### Aim of the task
Update the entries in the stretch from the line containing "For each instance of the reflection" through the line containing "For each instance of the woman's ear, the" by changing "innermost" to "most central", with everything else unchanged, and return only those lines.
* START Given records *
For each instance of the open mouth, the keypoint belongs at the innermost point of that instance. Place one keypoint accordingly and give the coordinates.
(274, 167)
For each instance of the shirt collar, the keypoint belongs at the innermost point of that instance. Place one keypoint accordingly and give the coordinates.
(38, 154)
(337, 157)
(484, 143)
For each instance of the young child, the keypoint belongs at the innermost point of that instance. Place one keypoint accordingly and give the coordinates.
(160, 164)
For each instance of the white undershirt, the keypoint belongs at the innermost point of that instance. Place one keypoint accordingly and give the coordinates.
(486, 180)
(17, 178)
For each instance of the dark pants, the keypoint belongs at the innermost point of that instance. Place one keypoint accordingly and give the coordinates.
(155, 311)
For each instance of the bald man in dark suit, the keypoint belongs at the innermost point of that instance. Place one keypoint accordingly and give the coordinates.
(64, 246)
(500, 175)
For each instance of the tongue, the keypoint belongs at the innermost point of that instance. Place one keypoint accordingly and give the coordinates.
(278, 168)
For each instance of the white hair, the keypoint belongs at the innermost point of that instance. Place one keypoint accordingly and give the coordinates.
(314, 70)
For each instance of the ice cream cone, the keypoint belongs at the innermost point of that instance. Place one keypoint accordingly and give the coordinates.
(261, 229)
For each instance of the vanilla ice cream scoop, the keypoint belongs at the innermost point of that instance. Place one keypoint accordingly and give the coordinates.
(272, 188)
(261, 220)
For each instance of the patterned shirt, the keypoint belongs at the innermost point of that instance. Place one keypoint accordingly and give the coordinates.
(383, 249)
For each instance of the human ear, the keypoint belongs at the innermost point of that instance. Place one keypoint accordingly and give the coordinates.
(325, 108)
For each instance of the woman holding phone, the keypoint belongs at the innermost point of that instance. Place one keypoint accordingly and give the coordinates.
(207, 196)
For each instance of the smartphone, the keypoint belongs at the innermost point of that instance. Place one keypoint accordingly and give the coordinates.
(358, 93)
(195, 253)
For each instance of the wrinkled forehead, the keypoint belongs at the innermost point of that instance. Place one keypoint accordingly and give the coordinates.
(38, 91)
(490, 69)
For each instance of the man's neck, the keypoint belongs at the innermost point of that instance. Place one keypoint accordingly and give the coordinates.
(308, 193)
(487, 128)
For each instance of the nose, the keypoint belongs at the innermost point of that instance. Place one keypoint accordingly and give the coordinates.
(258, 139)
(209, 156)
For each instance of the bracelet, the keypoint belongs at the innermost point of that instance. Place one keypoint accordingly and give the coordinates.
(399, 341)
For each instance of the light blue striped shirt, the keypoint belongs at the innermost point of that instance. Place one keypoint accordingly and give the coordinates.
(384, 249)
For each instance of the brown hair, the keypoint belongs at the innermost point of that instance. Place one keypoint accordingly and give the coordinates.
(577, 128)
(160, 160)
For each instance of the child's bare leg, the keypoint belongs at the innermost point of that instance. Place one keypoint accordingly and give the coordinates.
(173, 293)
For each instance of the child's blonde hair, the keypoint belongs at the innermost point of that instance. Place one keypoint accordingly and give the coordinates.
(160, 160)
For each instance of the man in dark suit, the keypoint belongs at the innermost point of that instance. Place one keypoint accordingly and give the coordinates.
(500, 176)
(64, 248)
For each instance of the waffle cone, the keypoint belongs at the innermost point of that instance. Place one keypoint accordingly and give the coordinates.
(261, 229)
* END Given records *
* START Given records *
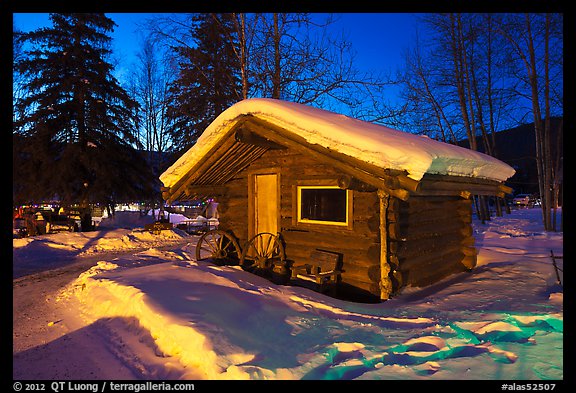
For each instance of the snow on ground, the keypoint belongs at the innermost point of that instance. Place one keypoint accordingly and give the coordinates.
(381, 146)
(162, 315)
* END Given records *
* START Given records *
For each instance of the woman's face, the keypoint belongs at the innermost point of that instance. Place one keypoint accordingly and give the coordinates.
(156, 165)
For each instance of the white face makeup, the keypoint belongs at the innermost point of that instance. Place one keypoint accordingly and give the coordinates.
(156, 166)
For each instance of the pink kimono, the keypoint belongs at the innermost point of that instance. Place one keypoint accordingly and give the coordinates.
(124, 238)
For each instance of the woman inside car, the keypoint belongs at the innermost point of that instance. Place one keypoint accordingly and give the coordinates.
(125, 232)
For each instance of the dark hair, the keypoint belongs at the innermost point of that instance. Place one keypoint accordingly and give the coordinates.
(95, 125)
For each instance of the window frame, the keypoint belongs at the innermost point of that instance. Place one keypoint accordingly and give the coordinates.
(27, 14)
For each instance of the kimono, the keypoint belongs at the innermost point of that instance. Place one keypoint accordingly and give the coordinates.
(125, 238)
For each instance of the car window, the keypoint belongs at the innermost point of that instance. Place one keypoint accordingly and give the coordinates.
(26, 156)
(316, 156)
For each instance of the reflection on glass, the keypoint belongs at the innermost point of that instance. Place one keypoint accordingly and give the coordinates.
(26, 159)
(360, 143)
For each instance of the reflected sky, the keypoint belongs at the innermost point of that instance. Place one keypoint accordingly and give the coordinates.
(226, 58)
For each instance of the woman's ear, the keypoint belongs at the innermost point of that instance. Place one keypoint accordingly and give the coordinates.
* END Given records *
### The result
For each instance of the reflection on glass, the keypoint belongs at the most central point of that instance. Place one keypoint accordingly and give the coordinates.
(26, 159)
(360, 143)
For each instance of the reflected sky, the keypoint belongs at the most central point of that instance. Place one keypoint accordingly and give the coordinates.
(226, 58)
For each instance of the woman's ear, the keypoint belongs at the most central point of that instance. Place one keypoint accordingly and give the coordinates.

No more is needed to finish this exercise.